Provided material:
· · · ·
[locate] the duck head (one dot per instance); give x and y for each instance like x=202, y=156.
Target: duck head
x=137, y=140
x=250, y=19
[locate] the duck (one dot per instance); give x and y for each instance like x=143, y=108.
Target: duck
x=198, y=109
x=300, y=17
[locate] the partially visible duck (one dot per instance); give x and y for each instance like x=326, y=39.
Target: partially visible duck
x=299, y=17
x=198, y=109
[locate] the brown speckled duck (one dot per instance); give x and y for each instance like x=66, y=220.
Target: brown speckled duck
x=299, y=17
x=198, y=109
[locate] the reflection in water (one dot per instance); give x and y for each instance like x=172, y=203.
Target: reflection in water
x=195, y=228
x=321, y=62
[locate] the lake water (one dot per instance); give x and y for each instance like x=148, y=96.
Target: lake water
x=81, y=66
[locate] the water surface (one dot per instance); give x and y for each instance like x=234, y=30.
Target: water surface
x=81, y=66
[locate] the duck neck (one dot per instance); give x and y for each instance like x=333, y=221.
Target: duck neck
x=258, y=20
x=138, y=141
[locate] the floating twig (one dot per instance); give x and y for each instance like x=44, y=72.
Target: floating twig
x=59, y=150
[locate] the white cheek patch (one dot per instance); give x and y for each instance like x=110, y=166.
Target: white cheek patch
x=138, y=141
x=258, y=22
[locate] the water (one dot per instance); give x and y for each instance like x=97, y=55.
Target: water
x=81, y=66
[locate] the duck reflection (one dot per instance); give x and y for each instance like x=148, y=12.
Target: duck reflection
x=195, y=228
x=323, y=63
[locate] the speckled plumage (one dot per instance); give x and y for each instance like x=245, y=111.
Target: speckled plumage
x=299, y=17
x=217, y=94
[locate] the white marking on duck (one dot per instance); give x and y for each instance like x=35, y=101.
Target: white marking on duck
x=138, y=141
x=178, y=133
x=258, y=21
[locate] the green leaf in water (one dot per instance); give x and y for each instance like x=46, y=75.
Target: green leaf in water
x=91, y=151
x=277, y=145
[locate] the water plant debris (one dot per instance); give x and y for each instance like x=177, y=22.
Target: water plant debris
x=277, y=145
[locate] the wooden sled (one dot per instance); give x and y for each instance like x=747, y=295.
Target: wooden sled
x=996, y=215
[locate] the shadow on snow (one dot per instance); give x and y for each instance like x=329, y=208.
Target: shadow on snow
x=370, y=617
· · · ·
Work required:
Make an exact copy of each line, beginning at the one containing "Target: water plant debris" and ending with the last line of the data, and of no other line.

Solution to the problem:
Target: water plant debris
x=277, y=145
[locate] the wooden sled (one dot per instance); give x and y for each instance like x=747, y=295.
Target: wooden sled
x=996, y=215
[locate] the shadow on snow (one dot per instance); give x and y for each instance like x=329, y=208.
Target: shadow on snow
x=370, y=617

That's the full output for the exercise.